*** Opening of Dataset ***
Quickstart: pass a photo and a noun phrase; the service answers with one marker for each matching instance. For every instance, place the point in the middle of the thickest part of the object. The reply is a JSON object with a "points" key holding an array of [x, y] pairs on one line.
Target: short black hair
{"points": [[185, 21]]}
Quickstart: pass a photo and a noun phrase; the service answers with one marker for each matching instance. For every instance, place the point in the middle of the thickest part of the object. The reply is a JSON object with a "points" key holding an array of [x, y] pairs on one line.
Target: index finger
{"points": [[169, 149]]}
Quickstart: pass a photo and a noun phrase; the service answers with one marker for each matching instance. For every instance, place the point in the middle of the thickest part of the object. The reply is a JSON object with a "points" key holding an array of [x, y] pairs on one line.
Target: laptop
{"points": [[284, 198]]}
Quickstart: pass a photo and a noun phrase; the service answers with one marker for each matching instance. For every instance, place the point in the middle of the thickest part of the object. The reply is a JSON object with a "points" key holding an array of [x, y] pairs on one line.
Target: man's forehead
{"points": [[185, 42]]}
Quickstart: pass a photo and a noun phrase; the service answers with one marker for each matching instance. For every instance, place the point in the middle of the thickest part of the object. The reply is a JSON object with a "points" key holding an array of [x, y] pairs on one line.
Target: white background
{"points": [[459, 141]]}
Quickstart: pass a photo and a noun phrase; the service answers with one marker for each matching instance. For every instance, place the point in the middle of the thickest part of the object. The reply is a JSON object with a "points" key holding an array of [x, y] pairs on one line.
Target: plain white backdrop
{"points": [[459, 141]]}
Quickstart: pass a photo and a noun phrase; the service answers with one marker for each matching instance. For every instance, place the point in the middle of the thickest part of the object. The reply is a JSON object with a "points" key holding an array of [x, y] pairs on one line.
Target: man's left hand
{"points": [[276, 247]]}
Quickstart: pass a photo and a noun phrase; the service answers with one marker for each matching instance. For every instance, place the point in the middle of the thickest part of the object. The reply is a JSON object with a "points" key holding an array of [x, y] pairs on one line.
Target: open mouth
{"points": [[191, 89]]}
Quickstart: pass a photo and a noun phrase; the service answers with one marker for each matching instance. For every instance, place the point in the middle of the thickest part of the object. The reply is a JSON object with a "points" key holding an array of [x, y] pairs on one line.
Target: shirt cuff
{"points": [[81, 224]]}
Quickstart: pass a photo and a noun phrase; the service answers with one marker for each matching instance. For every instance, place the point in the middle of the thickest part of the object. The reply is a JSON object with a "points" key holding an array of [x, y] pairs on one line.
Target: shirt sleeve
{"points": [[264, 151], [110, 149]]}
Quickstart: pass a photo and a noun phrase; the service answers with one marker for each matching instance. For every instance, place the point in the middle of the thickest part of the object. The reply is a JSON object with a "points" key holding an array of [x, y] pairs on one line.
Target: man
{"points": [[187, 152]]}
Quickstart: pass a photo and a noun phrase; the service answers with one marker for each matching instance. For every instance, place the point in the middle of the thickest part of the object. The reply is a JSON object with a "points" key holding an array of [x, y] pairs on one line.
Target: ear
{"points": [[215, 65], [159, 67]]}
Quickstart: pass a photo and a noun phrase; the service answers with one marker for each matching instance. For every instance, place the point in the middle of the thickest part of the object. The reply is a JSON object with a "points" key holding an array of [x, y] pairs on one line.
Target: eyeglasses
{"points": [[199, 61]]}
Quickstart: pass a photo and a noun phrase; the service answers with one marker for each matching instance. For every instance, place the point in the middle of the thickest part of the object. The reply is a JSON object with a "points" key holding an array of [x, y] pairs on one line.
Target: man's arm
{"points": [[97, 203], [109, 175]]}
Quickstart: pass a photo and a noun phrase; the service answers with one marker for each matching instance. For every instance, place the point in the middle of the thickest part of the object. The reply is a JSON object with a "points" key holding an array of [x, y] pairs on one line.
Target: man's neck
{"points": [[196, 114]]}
*** Close of Dataset ***
- **What you need to do**:
Word for word, print every line above.

- **Task solution**:
Quickstart: pass a photo and a noun phrase; the service answers with one marker for each matching instance. For every instance, place the point in the middle of the thickest part of the object. The reply is a JSON object with a "points" key holding an array of [x, y] pairs on one line.
Target: short black hair
{"points": [[185, 21]]}
Quickstart: pass a photo and a noun phrase; the service answers with one marker for each matching instance. For every instance, place the point in the middle of the thickest part of the object. The reply is a JSON object with a "points" key holding an array of [x, y] pairs on one line.
Target: index finger
{"points": [[169, 149]]}
Quickstart: pass a photo and a noun phrase; the service answers with one marker for each matching instance. For every instance, place the point in the middle of the thickest part of the object. The reply is a JSON object with a "points" key holding an array of [x, y] pairs on one line.
Target: laptop
{"points": [[284, 198]]}
Quickstart: pass a photo and a noun phrase; the service answers with one marker for each matching instance. For every instance, place the point in the middle of the thickest part of the object. The reply is a JSON object with a "points" key holding an array of [x, y] pairs on one line.
Target: man's forehead
{"points": [[185, 42]]}
Quickstart: pass a photo and a noun phrase; the service answers with one marker for each matching instance. For every instance, place the point in the middle of the thickest part of the object. The reply is a JSON object with a "points" key holding an array of [x, y] pairs on one line.
Target: white background
{"points": [[459, 141]]}
Quickstart: pass a photo and a noun phrase; the service answers with one marker for each matching instance. For every instance, place the point in the middle of the thickest part of the object. The reply is a JSON object with a "points" key holding an array of [x, y] pairs on one line.
Target: plain white backdrop
{"points": [[459, 141]]}
Quickstart: pass a photo and a noun phrase; the service answers with one marker for each matching instance. For every instance, place the point in the middle of the thickest part of the object. The reply is a JSON object with a "points" key holding an array of [x, y] pairs on one line.
Target: man's left hand
{"points": [[276, 247]]}
Quickstart: pass a photo and a noun phrase; the service answers with one marker for each matching instance. For every instance, place the point in the middle of the thickest part of the object. The reply is a JSON object with a "points" key holding an array of [x, y] pairs on one line.
Target: open mouth
{"points": [[191, 89]]}
Quickstart: pass a photo and a noun phrase; the service answers with one marker for each matching instance. For every instance, place the point in the middle of the thickest part of the object. The reply is a JSON object with a "points" key holding an array of [x, y] pairs on one line.
Target: shirt cuff
{"points": [[81, 224]]}
Quickstart: pass a photo and a noun phrase; the service answers with one marker for each matching instance. For every instance, place the point in the middle of the thickest part of the object. The reply is a JSON object with a "points" key holding an array of [x, y] pairs on one line.
Target: shirt sleeve
{"points": [[264, 151], [110, 149]]}
Quickstart: pass a photo and a noun phrase; the service answers with one marker for each matching instance. For every instance, place the point in the middle of the thickest part of the object. The reply is a JSON object with a "points" key holding an array of [x, y] pairs on one line.
Target: man
{"points": [[187, 152]]}
Quickstart: pass a photo and a noun phrase; the service answers with one marker for each matching instance. For every instance, place the point in the middle of the thickest part of the object. The reply is a JSON object with a "points" key holding an array of [x, y] pairs on one line.
Target: ear
{"points": [[215, 65], [159, 67]]}
Quickstart: pass a photo and a noun phrase; the service answers with one marker for each matching instance. For every instance, place the point in the middle of the thickest part of the object. The reply is a JSON object with a "points" key holding an array of [x, y] pairs on one line.
Target: eyeglasses
{"points": [[199, 61]]}
Quickstart: pass a photo and a noun phrase; the service answers with one marker for each matching instance. For every instance, place the point in the middle of the thickest part of the object. The reply is a JSON object with a "points" key holding an array of [x, y] pairs on one line.
Target: man's arm
{"points": [[97, 203], [109, 175]]}
Quickstart: pass a photo and a noun phrase; the service answers with one marker for each matching instance. For every instance, place the point in the middle of the thickest part of the object. The reply is a JSON object with a "points" key holding an array of [x, y] pairs on one line.
Target: man's neck
{"points": [[196, 114]]}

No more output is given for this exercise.